Text to read>
- - - - -

As It Were by John Connolley, Part One
From the age of five
Obviously I cannot give a day-by-day account. I won't be here
that long... some folk were poor and too proud to admit it;
So the following will be interesting points during that time.
At five years old I started school. A Catholic school a good
two miles away. No bus ticket unless you lived three miles
away. How I dreaded those winter morning. I would be in
the company of Cath, Mary, Nora, Tommy and Irene (my siblings).
No overcoats, no gloves; shoes often letting in water. Some
of those winters were bitterly cold and often deep with snow.
We were pleased to get to school and warm our hands on the
hot pipes. Hot aches often bringing us to tears. No school
dinners. We took bread and dripping/lard sandwiches. The elder
sister took a bag with cocoa/sugar mix and made a hot drink
at lunchtime. No milk. That was a luxury. Mum could only afford
½ pint daily.
On arrival back home - no hot dinner awaited us. Just bread
and margarine and maybe a ¼ slice of some pig's chap
or souse. Bedtime - a drink of tea
While on the subject of bed. The nights were cold but as we
were three or four to a bed we kept each other warm.

- - - - -

Directives>
1. Copy the childhood memoir word for word, starting with "We were pleased" and going on through "½ pint daily.".
2. Write the next part of the childhood memoir, picking up after its last sentence.

- - - - -

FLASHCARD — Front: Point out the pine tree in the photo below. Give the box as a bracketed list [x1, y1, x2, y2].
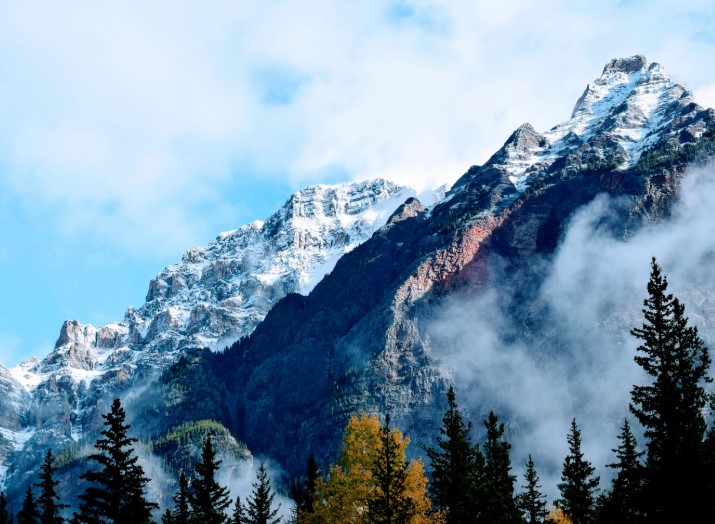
[298, 453, 320, 513]
[35, 449, 67, 524]
[170, 469, 191, 524]
[367, 415, 416, 524]
[231, 495, 248, 524]
[247, 462, 281, 524]
[161, 508, 176, 524]
[17, 486, 40, 524]
[479, 411, 521, 524]
[0, 491, 12, 524]
[599, 419, 644, 524]
[517, 455, 549, 524]
[555, 419, 599, 524]
[78, 398, 158, 524]
[630, 258, 713, 522]
[189, 435, 231, 524]
[425, 386, 484, 524]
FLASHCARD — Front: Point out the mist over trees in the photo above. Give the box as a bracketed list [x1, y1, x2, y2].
[0, 259, 715, 524]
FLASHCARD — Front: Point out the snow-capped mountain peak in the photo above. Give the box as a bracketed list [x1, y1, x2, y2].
[492, 55, 704, 191]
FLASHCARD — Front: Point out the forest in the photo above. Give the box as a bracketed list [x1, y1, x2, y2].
[0, 259, 715, 524]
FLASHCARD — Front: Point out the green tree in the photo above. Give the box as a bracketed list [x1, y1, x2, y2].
[161, 469, 191, 524]
[599, 419, 644, 524]
[555, 419, 599, 524]
[231, 495, 248, 524]
[17, 486, 40, 524]
[247, 462, 281, 524]
[516, 455, 549, 524]
[0, 491, 12, 524]
[630, 258, 712, 522]
[480, 411, 521, 524]
[35, 449, 67, 524]
[367, 414, 417, 524]
[425, 386, 484, 524]
[79, 398, 158, 524]
[189, 435, 231, 524]
[161, 508, 176, 524]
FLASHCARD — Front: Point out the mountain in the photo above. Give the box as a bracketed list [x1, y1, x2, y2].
[0, 56, 715, 508]
[148, 56, 715, 472]
[0, 179, 430, 496]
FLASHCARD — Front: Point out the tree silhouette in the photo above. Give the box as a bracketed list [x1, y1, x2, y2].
[78, 398, 158, 524]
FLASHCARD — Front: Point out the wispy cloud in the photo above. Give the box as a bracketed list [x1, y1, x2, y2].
[433, 169, 715, 499]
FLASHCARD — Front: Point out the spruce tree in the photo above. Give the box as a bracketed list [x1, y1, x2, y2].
[35, 449, 67, 524]
[555, 419, 599, 524]
[599, 419, 644, 524]
[231, 495, 248, 524]
[17, 486, 40, 524]
[0, 491, 13, 524]
[246, 462, 281, 524]
[516, 455, 549, 524]
[161, 508, 176, 524]
[168, 469, 191, 524]
[78, 398, 158, 524]
[366, 415, 416, 524]
[479, 411, 521, 524]
[189, 435, 231, 524]
[425, 386, 483, 524]
[630, 258, 715, 522]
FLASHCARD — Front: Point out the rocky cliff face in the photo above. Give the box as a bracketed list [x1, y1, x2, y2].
[0, 180, 426, 494]
[162, 57, 715, 471]
[0, 56, 715, 506]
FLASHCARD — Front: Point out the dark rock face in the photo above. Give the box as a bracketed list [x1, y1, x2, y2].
[0, 57, 715, 508]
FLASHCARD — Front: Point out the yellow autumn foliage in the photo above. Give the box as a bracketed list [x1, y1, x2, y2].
[546, 507, 572, 524]
[303, 413, 433, 524]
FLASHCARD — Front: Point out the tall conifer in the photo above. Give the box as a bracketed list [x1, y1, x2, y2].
[78, 398, 158, 524]
[17, 486, 40, 524]
[0, 491, 13, 524]
[555, 419, 599, 524]
[425, 386, 484, 524]
[516, 455, 549, 524]
[630, 258, 715, 522]
[480, 411, 521, 524]
[246, 462, 281, 524]
[189, 435, 231, 524]
[35, 449, 67, 524]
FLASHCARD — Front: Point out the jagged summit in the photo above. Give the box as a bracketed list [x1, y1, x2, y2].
[482, 55, 705, 192]
[602, 55, 648, 75]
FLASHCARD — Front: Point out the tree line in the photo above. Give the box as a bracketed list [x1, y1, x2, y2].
[0, 259, 715, 524]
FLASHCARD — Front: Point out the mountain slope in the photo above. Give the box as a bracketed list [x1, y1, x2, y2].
[164, 57, 715, 472]
[0, 179, 430, 492]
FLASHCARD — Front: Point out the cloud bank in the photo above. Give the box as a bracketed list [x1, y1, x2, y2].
[433, 168, 715, 502]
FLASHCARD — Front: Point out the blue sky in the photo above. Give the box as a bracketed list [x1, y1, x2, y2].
[0, 0, 715, 365]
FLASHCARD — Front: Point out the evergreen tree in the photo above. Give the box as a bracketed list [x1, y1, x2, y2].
[599, 420, 644, 524]
[35, 449, 67, 524]
[516, 455, 549, 524]
[231, 495, 248, 524]
[425, 386, 484, 524]
[555, 419, 599, 524]
[480, 411, 521, 524]
[161, 508, 176, 524]
[0, 491, 13, 524]
[189, 435, 231, 524]
[168, 469, 191, 524]
[247, 462, 281, 524]
[78, 398, 158, 524]
[630, 258, 714, 522]
[17, 486, 40, 524]
[367, 415, 416, 524]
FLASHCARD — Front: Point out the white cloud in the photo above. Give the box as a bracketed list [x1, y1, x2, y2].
[0, 0, 715, 258]
[432, 168, 715, 500]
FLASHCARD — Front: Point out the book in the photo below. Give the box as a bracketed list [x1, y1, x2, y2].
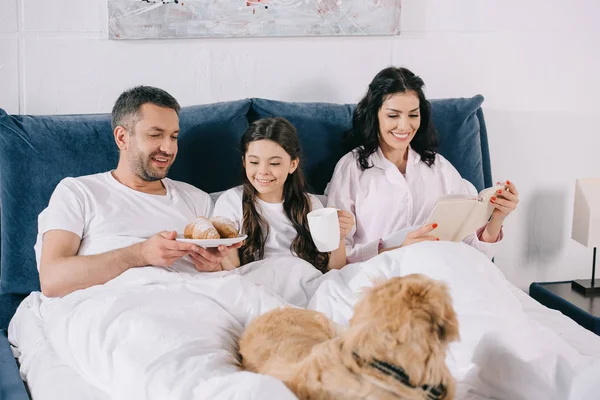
[425, 184, 506, 242]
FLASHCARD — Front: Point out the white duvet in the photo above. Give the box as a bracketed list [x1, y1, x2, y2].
[9, 242, 600, 400]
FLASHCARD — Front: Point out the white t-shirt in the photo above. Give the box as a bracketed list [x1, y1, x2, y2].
[213, 186, 323, 259]
[35, 172, 213, 270]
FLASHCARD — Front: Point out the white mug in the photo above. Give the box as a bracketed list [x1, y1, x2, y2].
[306, 208, 340, 253]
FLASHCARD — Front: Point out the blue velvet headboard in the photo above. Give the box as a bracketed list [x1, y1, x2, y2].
[0, 95, 492, 329]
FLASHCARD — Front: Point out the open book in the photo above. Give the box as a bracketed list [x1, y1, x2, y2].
[425, 185, 506, 242]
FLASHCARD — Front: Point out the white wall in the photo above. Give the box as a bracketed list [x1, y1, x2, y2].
[0, 0, 600, 289]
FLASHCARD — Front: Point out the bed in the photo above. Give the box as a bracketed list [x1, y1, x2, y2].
[0, 95, 600, 400]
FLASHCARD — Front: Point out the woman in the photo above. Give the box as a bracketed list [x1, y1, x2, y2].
[327, 67, 519, 262]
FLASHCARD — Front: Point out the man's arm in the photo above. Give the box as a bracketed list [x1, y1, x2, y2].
[40, 230, 199, 297]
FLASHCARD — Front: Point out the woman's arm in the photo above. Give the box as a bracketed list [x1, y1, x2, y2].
[327, 239, 346, 269]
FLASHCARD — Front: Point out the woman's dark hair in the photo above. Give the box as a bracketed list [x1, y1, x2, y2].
[344, 67, 438, 170]
[240, 118, 329, 272]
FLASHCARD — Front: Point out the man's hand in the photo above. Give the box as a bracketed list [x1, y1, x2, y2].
[139, 231, 201, 267]
[190, 242, 242, 272]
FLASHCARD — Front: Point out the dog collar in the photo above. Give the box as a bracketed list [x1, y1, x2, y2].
[352, 352, 448, 400]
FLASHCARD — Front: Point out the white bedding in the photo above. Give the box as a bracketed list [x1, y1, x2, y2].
[9, 242, 600, 400]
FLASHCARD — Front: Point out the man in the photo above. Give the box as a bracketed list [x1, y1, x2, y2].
[36, 86, 239, 297]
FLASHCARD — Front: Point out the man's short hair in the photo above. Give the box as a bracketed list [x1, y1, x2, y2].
[112, 86, 181, 133]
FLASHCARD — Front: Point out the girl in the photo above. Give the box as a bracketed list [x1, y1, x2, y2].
[214, 118, 354, 272]
[327, 67, 519, 262]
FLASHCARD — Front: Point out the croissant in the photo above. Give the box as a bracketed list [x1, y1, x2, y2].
[210, 217, 239, 238]
[183, 217, 221, 239]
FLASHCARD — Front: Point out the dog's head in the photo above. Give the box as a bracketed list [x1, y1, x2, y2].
[343, 274, 459, 399]
[350, 274, 459, 348]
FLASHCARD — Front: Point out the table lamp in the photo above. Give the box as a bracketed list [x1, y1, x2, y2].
[571, 178, 600, 296]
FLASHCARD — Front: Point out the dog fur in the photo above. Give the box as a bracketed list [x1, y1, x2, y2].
[239, 274, 459, 400]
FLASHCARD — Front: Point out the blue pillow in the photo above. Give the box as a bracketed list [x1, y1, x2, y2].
[0, 100, 250, 294]
[430, 95, 492, 191]
[250, 95, 491, 193]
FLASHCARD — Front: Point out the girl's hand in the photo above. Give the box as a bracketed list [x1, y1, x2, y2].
[379, 224, 440, 254]
[490, 181, 519, 222]
[338, 210, 354, 240]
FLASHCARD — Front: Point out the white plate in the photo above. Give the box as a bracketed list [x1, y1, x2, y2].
[175, 235, 248, 248]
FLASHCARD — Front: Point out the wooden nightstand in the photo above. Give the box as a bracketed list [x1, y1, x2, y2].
[529, 281, 600, 335]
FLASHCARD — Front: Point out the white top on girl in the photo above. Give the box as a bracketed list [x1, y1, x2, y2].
[213, 186, 323, 259]
[327, 147, 502, 263]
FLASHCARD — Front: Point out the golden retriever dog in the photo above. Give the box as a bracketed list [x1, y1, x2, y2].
[239, 274, 459, 400]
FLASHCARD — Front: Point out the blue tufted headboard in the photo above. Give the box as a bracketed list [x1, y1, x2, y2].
[0, 95, 492, 329]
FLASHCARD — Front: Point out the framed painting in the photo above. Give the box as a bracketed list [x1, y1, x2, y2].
[107, 0, 401, 39]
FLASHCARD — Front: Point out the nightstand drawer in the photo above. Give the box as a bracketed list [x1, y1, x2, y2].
[529, 281, 600, 335]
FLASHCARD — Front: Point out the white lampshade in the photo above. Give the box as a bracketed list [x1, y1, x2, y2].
[571, 178, 600, 247]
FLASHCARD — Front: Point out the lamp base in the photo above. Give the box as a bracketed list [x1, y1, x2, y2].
[571, 279, 600, 296]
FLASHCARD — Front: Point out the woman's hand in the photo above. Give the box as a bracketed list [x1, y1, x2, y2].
[338, 210, 354, 240]
[490, 181, 519, 222]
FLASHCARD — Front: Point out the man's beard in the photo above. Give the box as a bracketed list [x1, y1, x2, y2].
[133, 153, 172, 182]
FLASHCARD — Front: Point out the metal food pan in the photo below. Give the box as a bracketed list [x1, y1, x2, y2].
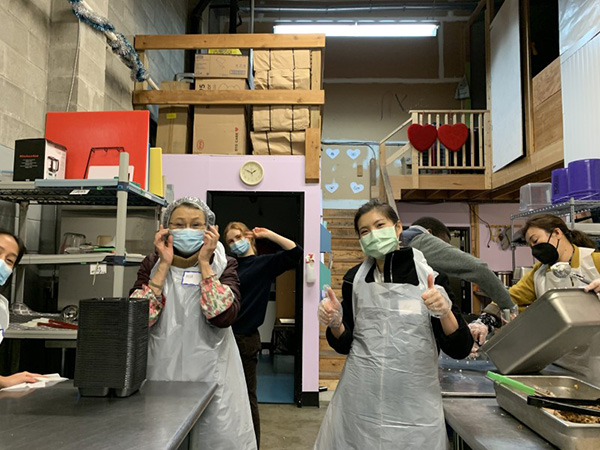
[481, 289, 600, 374]
[494, 375, 600, 450]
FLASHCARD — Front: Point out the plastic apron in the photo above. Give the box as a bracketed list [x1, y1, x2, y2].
[314, 249, 447, 450]
[0, 295, 10, 342]
[533, 247, 600, 386]
[148, 242, 257, 450]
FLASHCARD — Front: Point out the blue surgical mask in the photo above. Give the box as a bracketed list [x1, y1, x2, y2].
[0, 259, 12, 286]
[170, 228, 204, 255]
[229, 239, 250, 256]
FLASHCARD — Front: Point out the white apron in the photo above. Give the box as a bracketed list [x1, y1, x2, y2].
[314, 249, 447, 450]
[148, 242, 257, 450]
[533, 247, 600, 386]
[0, 295, 10, 342]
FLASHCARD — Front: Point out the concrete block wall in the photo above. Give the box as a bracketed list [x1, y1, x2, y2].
[0, 0, 190, 308]
[0, 0, 51, 151]
[104, 0, 188, 113]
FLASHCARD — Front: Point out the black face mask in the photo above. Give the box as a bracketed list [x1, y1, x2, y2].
[531, 235, 560, 266]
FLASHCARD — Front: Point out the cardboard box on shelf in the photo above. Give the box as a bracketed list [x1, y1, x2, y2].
[194, 54, 248, 78]
[192, 106, 246, 155]
[156, 81, 191, 154]
[252, 50, 311, 72]
[252, 105, 310, 131]
[250, 131, 306, 155]
[13, 138, 67, 181]
[194, 78, 248, 91]
[254, 69, 310, 90]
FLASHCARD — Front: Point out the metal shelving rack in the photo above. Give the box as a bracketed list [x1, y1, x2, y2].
[510, 198, 600, 271]
[0, 153, 167, 304]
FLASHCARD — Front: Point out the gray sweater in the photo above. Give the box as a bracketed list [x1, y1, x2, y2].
[402, 227, 515, 309]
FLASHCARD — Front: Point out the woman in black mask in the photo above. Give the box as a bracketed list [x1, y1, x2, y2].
[469, 214, 600, 376]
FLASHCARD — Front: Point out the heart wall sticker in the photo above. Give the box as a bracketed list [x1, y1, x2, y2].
[406, 123, 438, 152]
[325, 181, 340, 194]
[350, 181, 365, 194]
[346, 148, 360, 159]
[325, 148, 340, 159]
[438, 123, 469, 152]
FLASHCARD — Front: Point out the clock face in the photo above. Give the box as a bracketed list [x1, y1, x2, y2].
[240, 161, 265, 186]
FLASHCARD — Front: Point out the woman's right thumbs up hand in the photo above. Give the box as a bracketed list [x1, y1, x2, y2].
[319, 285, 343, 328]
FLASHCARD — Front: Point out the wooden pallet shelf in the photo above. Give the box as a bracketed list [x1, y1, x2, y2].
[132, 34, 325, 183]
[133, 90, 325, 105]
[134, 33, 325, 52]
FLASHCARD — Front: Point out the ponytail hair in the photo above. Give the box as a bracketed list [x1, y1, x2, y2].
[523, 214, 596, 249]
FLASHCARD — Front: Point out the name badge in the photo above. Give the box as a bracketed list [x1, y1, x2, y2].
[181, 272, 202, 286]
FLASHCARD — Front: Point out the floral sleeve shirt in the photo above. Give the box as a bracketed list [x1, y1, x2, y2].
[131, 275, 235, 326]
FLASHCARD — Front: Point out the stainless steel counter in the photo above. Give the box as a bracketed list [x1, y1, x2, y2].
[0, 381, 217, 450]
[439, 353, 570, 450]
[438, 353, 496, 397]
[444, 398, 556, 450]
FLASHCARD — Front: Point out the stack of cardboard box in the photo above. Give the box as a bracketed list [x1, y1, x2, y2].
[156, 81, 191, 153]
[192, 54, 248, 155]
[250, 50, 311, 155]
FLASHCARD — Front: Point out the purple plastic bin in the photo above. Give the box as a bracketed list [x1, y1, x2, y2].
[552, 169, 569, 205]
[568, 158, 600, 200]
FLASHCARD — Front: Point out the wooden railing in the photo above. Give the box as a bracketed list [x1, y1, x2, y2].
[411, 110, 491, 173]
[379, 110, 492, 200]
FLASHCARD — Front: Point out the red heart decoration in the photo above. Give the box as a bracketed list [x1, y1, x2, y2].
[438, 123, 469, 152]
[406, 123, 437, 152]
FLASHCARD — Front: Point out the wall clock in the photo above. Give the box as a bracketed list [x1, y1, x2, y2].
[240, 161, 265, 186]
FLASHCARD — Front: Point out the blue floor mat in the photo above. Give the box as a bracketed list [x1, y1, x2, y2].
[256, 354, 294, 404]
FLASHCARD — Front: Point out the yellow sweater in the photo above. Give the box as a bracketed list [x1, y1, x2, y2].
[508, 245, 600, 311]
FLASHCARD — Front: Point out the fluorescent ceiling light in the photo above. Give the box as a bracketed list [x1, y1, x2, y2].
[273, 23, 438, 37]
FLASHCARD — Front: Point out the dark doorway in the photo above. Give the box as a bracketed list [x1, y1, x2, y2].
[448, 227, 472, 314]
[207, 191, 304, 405]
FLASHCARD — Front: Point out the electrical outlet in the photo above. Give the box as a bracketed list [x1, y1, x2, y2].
[90, 264, 106, 275]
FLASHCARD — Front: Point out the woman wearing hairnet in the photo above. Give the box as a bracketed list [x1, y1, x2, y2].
[0, 230, 43, 389]
[314, 200, 473, 450]
[131, 197, 256, 450]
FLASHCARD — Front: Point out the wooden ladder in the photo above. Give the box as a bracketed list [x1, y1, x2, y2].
[319, 209, 364, 390]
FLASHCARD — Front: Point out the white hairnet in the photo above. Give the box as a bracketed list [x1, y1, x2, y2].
[162, 197, 215, 228]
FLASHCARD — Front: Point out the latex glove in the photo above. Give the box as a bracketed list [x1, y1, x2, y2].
[421, 273, 452, 318]
[154, 225, 173, 267]
[469, 320, 488, 346]
[319, 285, 344, 328]
[583, 278, 600, 294]
[0, 372, 46, 388]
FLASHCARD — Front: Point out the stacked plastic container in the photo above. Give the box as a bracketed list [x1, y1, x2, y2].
[519, 183, 552, 211]
[568, 158, 600, 200]
[552, 158, 600, 204]
[552, 169, 569, 205]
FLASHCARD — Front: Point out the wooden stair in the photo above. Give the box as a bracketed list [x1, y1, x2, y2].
[319, 209, 364, 390]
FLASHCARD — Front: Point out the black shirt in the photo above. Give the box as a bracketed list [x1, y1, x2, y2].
[328, 247, 473, 359]
[233, 245, 304, 336]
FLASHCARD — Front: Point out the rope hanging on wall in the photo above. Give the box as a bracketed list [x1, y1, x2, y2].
[69, 0, 158, 89]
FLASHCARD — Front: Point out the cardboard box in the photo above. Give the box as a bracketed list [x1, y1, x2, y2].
[156, 81, 192, 154]
[13, 138, 67, 181]
[250, 131, 306, 155]
[194, 54, 248, 79]
[252, 105, 310, 131]
[194, 78, 248, 91]
[254, 69, 310, 91]
[192, 106, 247, 155]
[252, 50, 312, 72]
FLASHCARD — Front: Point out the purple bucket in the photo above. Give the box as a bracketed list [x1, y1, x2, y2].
[568, 158, 600, 200]
[552, 169, 569, 205]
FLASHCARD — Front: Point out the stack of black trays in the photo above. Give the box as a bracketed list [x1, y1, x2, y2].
[74, 298, 148, 397]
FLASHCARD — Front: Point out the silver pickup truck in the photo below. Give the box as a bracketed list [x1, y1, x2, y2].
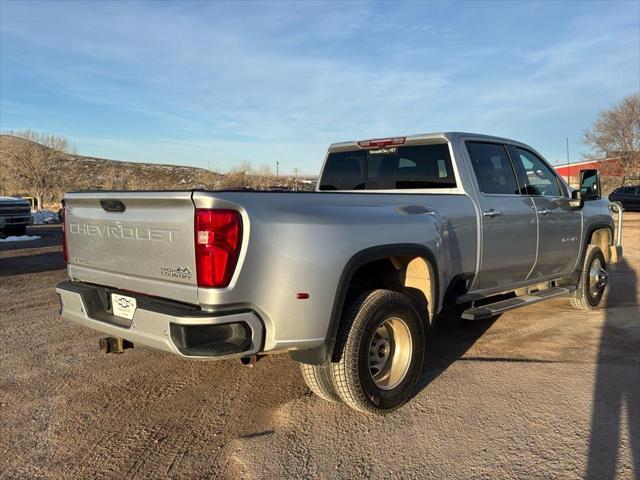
[57, 133, 622, 413]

- - - - -

Responses to the exercise>
1.
We were pleased to get to school and warm our hands on the
hot pipes. Hot aches often bringing us to tears. No school
dinners. We took bread and dripping/lard sandwiches. The elder
sister took a bag with cocoa/sugar mix and made a hot drink
at lunchtime. No milk. That was a luxury. Mum could only afford
½ pint daily.

2.
Sunday meals were exceptional. On Saturday evening mum would
go to the market late and as the butcher was wanting to sell
up and clear his stall she got a really good piece of meat
for 2/6d = 12½ new pence. That meat would last two
days. Mum would spend Sunday afternoon baking bread, cakes
and pasties. Sunday was a feast day and the rest of the week
was "pot luck"
A second tragedy in the family occurred about the same time.
My sister Mary, aged about 11-12 had stayed at home from school
not feeling too well. During the morning my mum decided that
she would have to go to the butcher's to get some steak for
my dad for his meal. Mary, meanwhile, had decided that she would
black lead the stove and clean the ashes from the grate whilst
mum was out. Whilst doing so, unfortunately, her apron caught
fire. Not knowing what to do and in a blind panic she ran outside
and sustained terrible burns. She was unrecognisable. The neighbours
said that they had gone to her aid but that is doubtful according
to the extent of her burns. An ambulance was called and we never
again. Her coffin was sealed as the sight was considered too
If any of us got a new piece of clothing we were over the
moon. The head lice and fleas were always pests. The beds
were saturated with Keatings Powder and our head hair absolutely
stunk of coal tar. Often we would get up in the morning with
red fleabite marks somewhere on our body. Most evenings there
was a ritual for us kiddies. Mother or eldest sister would
sit on a chair and have a piece of paper on her knee. We would
kneel in front of her and with a fine toothcomb she would
catch the little b
s. It was a never-ending war.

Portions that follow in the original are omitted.